## Dataset entries:
__________________________________________________

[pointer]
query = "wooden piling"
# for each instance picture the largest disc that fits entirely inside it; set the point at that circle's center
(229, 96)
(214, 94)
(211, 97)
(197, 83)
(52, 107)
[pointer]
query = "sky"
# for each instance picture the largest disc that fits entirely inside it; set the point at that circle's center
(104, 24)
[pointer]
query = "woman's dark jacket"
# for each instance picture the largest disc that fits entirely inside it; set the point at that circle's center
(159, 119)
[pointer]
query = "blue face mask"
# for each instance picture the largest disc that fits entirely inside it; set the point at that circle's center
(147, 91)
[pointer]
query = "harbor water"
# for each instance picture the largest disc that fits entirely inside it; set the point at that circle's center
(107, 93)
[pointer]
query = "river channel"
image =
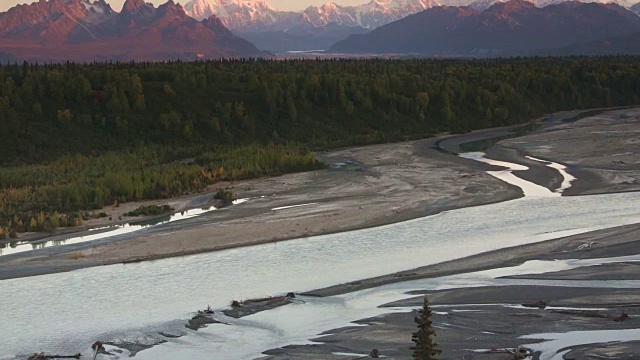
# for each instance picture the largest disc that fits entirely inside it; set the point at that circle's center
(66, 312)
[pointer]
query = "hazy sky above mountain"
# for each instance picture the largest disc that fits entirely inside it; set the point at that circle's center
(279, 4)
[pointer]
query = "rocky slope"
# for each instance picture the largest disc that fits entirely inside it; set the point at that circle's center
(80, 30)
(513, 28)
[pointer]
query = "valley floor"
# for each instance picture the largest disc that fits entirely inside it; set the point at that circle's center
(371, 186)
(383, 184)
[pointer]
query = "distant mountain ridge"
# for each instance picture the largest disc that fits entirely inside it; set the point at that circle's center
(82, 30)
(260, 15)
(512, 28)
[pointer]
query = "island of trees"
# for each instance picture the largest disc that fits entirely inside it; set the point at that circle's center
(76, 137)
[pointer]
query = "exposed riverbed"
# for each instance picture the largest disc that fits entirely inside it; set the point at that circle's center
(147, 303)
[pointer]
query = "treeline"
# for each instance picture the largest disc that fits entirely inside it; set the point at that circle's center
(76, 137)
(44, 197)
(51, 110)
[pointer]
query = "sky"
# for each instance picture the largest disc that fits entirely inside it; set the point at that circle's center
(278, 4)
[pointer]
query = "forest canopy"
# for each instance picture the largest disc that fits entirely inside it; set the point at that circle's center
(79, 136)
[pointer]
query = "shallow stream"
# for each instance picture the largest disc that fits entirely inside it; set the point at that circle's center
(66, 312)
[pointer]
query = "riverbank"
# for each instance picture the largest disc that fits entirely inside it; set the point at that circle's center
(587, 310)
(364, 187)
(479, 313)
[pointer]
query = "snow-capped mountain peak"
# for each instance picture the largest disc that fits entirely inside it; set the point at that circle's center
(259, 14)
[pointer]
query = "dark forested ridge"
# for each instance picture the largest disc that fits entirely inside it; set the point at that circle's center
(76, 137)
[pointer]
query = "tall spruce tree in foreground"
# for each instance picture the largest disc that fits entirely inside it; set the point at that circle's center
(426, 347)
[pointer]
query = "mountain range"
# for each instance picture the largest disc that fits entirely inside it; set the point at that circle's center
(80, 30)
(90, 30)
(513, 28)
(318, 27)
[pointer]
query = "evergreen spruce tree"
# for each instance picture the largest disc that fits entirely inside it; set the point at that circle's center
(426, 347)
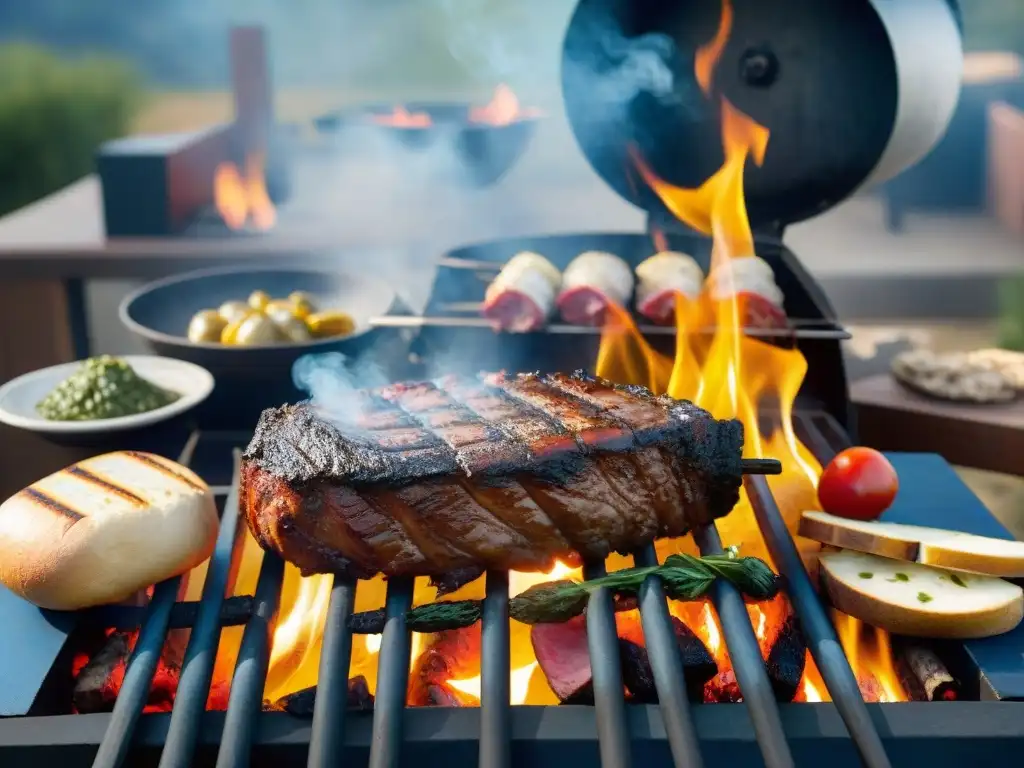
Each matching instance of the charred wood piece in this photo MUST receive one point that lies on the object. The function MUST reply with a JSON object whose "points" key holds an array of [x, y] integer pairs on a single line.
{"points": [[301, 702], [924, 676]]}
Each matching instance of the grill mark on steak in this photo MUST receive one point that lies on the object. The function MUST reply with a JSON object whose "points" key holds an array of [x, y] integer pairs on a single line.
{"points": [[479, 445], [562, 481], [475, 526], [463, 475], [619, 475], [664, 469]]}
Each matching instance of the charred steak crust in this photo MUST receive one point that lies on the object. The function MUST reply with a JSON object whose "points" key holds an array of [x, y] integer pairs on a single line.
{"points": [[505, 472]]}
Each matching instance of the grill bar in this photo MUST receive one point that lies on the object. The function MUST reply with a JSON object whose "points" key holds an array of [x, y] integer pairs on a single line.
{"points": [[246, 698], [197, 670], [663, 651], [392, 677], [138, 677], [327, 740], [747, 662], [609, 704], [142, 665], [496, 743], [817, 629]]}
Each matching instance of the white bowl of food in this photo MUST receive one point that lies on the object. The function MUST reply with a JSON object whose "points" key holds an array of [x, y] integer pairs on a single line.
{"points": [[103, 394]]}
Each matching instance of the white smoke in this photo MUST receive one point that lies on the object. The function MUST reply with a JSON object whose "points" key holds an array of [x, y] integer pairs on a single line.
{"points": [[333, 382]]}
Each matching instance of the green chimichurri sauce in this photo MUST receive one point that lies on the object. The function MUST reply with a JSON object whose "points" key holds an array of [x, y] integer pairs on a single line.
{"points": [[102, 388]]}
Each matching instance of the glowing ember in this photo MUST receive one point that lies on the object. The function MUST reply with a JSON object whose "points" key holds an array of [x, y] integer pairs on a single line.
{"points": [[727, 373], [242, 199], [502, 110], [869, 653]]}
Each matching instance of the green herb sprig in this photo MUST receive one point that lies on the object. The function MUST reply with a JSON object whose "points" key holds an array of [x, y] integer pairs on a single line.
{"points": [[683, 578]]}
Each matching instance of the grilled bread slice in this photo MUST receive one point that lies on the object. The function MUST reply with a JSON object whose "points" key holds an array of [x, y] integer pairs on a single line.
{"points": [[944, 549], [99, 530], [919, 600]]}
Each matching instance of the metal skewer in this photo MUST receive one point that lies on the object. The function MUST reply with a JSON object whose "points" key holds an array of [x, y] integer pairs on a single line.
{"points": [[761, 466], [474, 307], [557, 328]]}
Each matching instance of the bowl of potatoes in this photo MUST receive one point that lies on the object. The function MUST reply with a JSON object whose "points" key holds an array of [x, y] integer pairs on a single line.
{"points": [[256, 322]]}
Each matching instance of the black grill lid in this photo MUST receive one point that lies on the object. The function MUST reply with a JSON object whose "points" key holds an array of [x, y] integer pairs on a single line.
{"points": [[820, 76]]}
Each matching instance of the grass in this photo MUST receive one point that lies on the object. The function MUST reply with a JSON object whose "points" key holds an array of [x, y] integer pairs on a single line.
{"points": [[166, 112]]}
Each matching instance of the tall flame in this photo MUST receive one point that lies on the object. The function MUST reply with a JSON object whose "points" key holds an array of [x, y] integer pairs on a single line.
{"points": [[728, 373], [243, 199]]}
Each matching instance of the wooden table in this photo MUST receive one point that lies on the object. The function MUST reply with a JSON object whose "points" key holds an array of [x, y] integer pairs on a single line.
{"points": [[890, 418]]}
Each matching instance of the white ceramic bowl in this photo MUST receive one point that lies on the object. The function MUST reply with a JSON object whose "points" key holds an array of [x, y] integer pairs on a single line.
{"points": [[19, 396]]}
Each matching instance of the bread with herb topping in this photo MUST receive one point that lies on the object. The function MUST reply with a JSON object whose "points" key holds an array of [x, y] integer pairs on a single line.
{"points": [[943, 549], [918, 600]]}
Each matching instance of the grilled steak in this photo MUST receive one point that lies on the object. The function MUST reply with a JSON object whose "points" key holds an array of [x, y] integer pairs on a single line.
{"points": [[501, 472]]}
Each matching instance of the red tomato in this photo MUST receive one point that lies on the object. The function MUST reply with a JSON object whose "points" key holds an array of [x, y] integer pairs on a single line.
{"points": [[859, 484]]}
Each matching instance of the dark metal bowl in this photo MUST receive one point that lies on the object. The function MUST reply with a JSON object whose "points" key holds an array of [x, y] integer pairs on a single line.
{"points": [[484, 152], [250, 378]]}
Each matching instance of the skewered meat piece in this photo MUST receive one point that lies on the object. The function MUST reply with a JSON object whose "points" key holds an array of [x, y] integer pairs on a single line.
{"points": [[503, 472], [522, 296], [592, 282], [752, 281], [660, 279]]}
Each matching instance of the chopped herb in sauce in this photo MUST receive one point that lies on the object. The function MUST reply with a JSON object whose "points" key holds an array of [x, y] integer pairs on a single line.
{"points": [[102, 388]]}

__________________________________________________

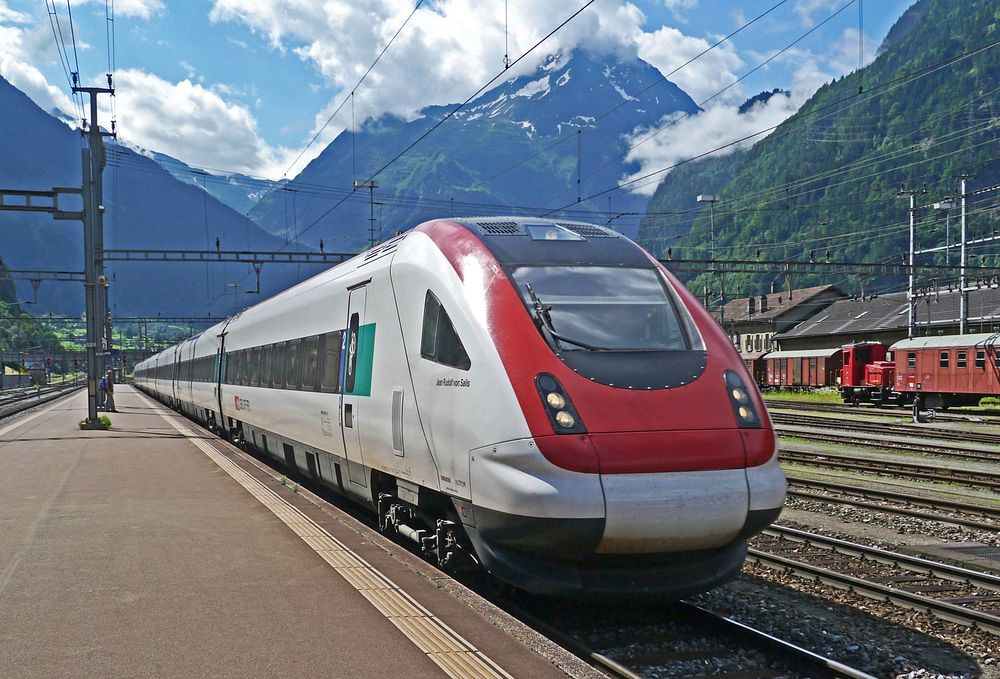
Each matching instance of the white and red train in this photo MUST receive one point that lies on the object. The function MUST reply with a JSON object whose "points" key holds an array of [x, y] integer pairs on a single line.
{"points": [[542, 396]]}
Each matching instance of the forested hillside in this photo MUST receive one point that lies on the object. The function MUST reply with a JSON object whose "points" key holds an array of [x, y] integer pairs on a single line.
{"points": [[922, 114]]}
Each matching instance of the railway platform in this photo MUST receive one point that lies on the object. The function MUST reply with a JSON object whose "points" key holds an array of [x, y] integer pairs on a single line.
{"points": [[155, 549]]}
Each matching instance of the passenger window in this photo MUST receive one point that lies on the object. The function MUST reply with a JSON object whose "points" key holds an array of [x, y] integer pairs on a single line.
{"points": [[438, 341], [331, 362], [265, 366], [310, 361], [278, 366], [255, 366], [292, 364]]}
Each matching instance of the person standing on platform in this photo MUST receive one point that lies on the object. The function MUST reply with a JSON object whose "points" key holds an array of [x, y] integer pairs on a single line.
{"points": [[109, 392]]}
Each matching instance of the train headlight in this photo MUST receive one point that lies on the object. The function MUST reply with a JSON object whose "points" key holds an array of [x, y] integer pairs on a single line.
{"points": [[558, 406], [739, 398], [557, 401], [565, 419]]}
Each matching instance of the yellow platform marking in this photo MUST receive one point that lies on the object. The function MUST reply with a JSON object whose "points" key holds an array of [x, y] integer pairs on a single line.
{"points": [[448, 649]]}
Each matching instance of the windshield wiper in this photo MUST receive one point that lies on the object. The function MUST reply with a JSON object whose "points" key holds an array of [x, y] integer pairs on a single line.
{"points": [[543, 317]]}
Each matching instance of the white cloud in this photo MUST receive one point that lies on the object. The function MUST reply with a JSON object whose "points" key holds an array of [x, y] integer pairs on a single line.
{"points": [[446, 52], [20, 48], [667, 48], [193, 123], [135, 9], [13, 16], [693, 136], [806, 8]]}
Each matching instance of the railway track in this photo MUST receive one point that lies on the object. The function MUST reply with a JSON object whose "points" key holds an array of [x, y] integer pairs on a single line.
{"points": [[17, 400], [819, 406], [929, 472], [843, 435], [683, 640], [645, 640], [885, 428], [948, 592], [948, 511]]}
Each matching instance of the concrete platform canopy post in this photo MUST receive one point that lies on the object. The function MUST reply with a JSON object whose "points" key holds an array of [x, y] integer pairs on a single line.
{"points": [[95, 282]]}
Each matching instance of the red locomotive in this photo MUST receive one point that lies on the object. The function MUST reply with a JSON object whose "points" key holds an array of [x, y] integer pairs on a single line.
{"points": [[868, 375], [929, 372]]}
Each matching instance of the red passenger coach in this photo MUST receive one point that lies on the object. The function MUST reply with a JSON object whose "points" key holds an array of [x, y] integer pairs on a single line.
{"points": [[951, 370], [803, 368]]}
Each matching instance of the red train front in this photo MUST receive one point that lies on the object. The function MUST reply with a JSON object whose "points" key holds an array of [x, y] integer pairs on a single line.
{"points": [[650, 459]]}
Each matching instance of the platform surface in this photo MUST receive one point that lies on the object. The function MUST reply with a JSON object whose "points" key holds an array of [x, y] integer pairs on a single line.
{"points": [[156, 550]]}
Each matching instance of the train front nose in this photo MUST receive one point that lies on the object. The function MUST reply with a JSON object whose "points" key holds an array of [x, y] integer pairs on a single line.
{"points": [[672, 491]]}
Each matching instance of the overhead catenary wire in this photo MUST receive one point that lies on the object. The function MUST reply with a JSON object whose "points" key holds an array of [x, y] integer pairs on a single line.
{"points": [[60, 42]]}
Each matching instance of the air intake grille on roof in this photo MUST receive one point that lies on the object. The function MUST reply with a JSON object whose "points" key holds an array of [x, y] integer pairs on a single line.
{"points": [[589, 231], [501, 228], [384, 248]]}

__________________________________________________

## PROBLEM DESCRIPTION:
Sift through the entries and copy every line with "mountain".

## OUTPUT BELOW:
query = "hazy sky above mountain"
query = "distant mountain ridge"
query = "snow-capped mountain peak"
query = "mountain range"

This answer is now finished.